**Instructions to follow:** Nothing in the data may be altered, so output all of it exactly.

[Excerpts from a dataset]

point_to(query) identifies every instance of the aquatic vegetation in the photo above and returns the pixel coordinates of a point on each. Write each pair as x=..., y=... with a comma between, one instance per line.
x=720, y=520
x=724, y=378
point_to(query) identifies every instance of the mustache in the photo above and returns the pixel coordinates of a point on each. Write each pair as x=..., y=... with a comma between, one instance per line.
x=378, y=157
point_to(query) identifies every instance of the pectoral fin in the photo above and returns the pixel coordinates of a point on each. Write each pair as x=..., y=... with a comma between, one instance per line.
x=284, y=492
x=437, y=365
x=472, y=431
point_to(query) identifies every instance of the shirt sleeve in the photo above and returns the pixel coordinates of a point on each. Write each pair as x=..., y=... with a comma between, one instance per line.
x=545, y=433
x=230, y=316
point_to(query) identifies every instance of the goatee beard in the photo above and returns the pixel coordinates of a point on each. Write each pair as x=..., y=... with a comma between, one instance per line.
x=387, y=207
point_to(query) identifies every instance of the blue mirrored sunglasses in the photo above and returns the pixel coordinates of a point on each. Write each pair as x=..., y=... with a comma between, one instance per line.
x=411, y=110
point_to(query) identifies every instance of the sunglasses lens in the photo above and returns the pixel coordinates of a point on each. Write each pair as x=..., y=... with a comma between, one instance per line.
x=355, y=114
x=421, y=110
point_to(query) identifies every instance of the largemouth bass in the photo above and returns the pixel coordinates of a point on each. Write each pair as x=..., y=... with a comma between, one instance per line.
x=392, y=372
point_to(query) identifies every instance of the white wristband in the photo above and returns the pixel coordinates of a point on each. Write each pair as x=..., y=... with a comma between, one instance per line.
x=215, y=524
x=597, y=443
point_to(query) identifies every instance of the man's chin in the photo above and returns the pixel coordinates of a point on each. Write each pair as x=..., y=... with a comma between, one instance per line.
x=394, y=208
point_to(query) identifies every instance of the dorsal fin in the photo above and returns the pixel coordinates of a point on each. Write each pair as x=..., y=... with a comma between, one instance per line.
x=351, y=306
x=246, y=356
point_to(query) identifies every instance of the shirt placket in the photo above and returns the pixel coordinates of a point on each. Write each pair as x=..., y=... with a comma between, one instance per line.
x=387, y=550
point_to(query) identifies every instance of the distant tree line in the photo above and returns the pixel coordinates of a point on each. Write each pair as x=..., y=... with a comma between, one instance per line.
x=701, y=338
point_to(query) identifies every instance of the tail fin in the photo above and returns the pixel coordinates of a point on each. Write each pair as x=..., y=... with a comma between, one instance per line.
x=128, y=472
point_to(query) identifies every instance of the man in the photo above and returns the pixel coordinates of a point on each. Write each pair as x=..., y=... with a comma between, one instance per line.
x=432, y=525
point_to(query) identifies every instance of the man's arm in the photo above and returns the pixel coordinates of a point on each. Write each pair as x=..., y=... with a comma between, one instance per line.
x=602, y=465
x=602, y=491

**Solution for this exercise:**
point_to(query) identifies every instance of the aquatic vegetation in the photo above and returns the pixel coordinates of a point on each. Write each pair as x=..., y=... with a comma between, one instance per line.
x=720, y=520
x=724, y=378
point_to(query) identifies every instance of the mustache in the photo above and returns the pixel coordinates of a point on each. Write each pair as x=..., y=... with a comma between, one instance per line.
x=378, y=157
point_to(query) identifies every instance of the pectoral fin in the photo above and returns the pixel coordinates of a point on each. Write each pair as x=..., y=... with a comma between, one instance per line.
x=284, y=492
x=437, y=365
x=472, y=431
point_to(query) identifies every instance of the shirt sleeve in the photo above and returns the pixel coordinates of a point on each. Write each pair as x=..., y=... with a comma between, one instance per line.
x=545, y=433
x=230, y=316
point_to(query) identifies every instance of the goatee beard in the photo above and returns the pixel coordinates of a point on each. Write each pair as x=..., y=... with a comma between, one instance per line.
x=387, y=207
point_to(query) identifies every instance of the blue mirrored sunglasses in the photo above and returns the pixel coordinates of a point on each. Write each pair as x=..., y=... with a comma between, one instance per line.
x=411, y=110
point_to(query) identifies every instance of the sunglasses lens in the photo above and returns the pixel coordinates of a point on each. Write each pair as x=..., y=... with a comma between, one instance per line.
x=355, y=114
x=421, y=110
point_to(query) identifies every instance of the largemouth bass in the photo above and returns the pixel coordinates of a point on each. Write each pair as x=..., y=... with a comma between, one instance per line.
x=392, y=372
point_to(query) identifies every instance of the white wristband in the photo above and returns the pixel coordinates of a point on each. Write each pair as x=..., y=... with a comma between, one instance per line.
x=215, y=524
x=597, y=443
point_to(query) identifies every instance of the man's chin in the photo above and returns the pixel coordinates of a point on each. Write each pair as x=..., y=... with a comma between, one instance per line.
x=394, y=208
point_to(query) identifies every instance of the dorsal fin in the photo above and returns the pixel coordinates of a point on each. Write each pair as x=..., y=... with a comma between, one instance per line.
x=351, y=306
x=246, y=356
point_to(query) identifies every instance of the shirt placket in the photo above and returns the pixel coordinates of a point on each. Write each pair as x=..., y=... with a comma between, one instance per line.
x=387, y=550
point_to(query) identifies every instance of the distant tree line in the photo above and returns the pixel coordinates of a point on each. Write each pair as x=..., y=... with a comma between, one instance per line.
x=701, y=338
point_to(query) identifies every instance of the tail fin in the photo above and returns the pixel coordinates of a point on each. Write each pair as x=..., y=... with a comma between, one instance per line.
x=128, y=472
point_to(query) identifies every instance of the man in the photo above and returns the pixel coordinates of a point on each. Write each pair as x=..., y=... with a comma between, one instance per line.
x=432, y=525
point_to(query) identifies every instance of the man's arm in the photo above and returns the pixel coordinates of a point on each. Write each pair as x=..., y=... with a comma between, one instance per line.
x=602, y=465
x=602, y=491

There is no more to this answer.